* Data section
● ● ●

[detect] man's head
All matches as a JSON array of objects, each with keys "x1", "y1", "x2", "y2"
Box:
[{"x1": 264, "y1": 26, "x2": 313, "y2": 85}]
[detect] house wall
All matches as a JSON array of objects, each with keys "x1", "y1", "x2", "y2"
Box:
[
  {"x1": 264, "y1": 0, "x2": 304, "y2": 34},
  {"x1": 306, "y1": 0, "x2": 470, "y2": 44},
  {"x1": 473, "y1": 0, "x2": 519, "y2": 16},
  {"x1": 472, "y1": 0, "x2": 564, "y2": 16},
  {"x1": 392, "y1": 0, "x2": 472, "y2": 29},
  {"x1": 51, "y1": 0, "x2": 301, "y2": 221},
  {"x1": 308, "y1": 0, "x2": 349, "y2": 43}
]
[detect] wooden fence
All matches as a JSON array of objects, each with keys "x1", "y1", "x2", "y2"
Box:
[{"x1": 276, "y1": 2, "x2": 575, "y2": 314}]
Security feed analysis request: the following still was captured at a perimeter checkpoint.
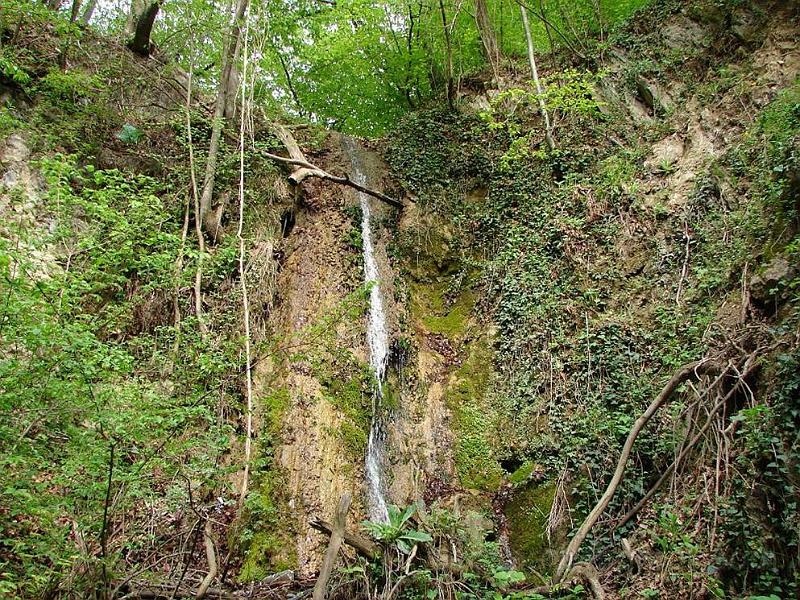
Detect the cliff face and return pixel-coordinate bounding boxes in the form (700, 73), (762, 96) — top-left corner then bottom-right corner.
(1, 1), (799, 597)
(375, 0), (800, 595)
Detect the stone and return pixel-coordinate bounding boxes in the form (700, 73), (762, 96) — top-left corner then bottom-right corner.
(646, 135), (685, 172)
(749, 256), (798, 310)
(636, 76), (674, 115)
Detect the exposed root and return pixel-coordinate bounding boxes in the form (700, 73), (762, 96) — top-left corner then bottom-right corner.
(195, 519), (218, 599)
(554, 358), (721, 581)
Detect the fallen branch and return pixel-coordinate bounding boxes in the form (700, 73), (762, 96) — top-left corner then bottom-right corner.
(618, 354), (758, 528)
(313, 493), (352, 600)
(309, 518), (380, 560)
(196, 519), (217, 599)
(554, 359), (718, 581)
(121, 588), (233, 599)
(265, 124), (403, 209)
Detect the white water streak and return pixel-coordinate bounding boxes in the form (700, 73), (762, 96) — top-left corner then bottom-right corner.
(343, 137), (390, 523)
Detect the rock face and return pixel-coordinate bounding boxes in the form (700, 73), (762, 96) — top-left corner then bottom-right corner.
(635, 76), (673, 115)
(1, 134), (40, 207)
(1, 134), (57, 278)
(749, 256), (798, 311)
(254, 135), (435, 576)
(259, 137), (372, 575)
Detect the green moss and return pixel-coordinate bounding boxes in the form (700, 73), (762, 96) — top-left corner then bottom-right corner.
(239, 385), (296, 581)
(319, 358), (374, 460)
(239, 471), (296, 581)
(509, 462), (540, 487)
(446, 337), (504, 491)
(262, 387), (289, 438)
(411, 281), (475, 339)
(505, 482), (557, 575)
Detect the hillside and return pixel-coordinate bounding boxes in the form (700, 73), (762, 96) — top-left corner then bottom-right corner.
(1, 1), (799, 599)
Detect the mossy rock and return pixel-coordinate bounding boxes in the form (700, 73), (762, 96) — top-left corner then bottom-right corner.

● ● ●

* Problem details
What is needed is an exact copy of the records above, with no pictures in it.

* Solution to this problem
[detect] man's head
All matches as a JSON array of objects, each with keys "x1", "y1", "x2", "y2"
Box:
[{"x1": 264, "y1": 26, "x2": 313, "y2": 85}]
[detect] house wall
All matches as a JSON array of objects, each with keys "x1", "y1", "x2", "y2"
Box:
[
  {"x1": 264, "y1": 0, "x2": 304, "y2": 34},
  {"x1": 306, "y1": 0, "x2": 470, "y2": 44},
  {"x1": 473, "y1": 0, "x2": 519, "y2": 16},
  {"x1": 472, "y1": 0, "x2": 564, "y2": 16},
  {"x1": 392, "y1": 0, "x2": 472, "y2": 29},
  {"x1": 51, "y1": 0, "x2": 301, "y2": 221},
  {"x1": 308, "y1": 0, "x2": 349, "y2": 43}
]
[detect] wooden fence
All matches as a JSON array of objects, each with keys "x1", "y1", "x2", "y2"
Box:
[{"x1": 276, "y1": 2, "x2": 575, "y2": 314}]
Security feed analysis request: the following still was captured at a perimeter checkpoint.
Detect the cliff face and return pixel-coordinate bounding boxes in the form (700, 73), (762, 96) — top-left corner then bottom-right corner.
(1, 1), (799, 597)
(375, 0), (800, 595)
Detect the stone and return pixel-coordinate bounding boxes in the form (700, 73), (762, 96) — top-left corner then bottom-right corner.
(646, 135), (685, 172)
(749, 256), (798, 310)
(636, 76), (674, 115)
Detect the exposed root and return pixel-coordinate bounding boxes in the form (700, 73), (762, 96) — top-left corner then bottom-right corner.
(195, 519), (218, 599)
(554, 358), (721, 581)
Detect the fallen branch and return pixel-coordinate bounding boxes in the form (700, 73), (762, 96) — top-left corner then bottom-right corner.
(618, 354), (758, 528)
(313, 493), (352, 600)
(309, 518), (380, 560)
(196, 519), (217, 599)
(554, 359), (718, 581)
(121, 588), (233, 599)
(265, 124), (403, 209)
Detect the white water streak and return pixel-coordinate bounding boxes in the form (700, 73), (762, 96) — top-left corner then bottom-right corner.
(343, 137), (390, 523)
Detect the rock face and return pixel-coordinate bounding boxes in the form (700, 73), (762, 96) — top-left corner then bottom-right corner.
(635, 76), (673, 115)
(1, 134), (40, 207)
(1, 134), (57, 278)
(749, 256), (798, 311)
(254, 135), (435, 576)
(259, 137), (372, 575)
Detect the green moss and return pixel-coordinate bounding boxes in the form (700, 73), (762, 96) — top-left corner then bottom-right corner.
(239, 385), (296, 581)
(319, 358), (374, 460)
(239, 471), (296, 581)
(509, 462), (540, 487)
(446, 337), (504, 491)
(262, 387), (289, 438)
(411, 281), (475, 339)
(505, 482), (557, 575)
Detect the hillside and return pixel-coordinate bounding boxes in the form (700, 73), (762, 96) — top-left corner then bottom-right corner.
(1, 1), (799, 599)
Detect the mossy rock and return pixel-coordinate bounding boxes in the form (700, 73), (762, 96) — top-left corner then bottom-right corner.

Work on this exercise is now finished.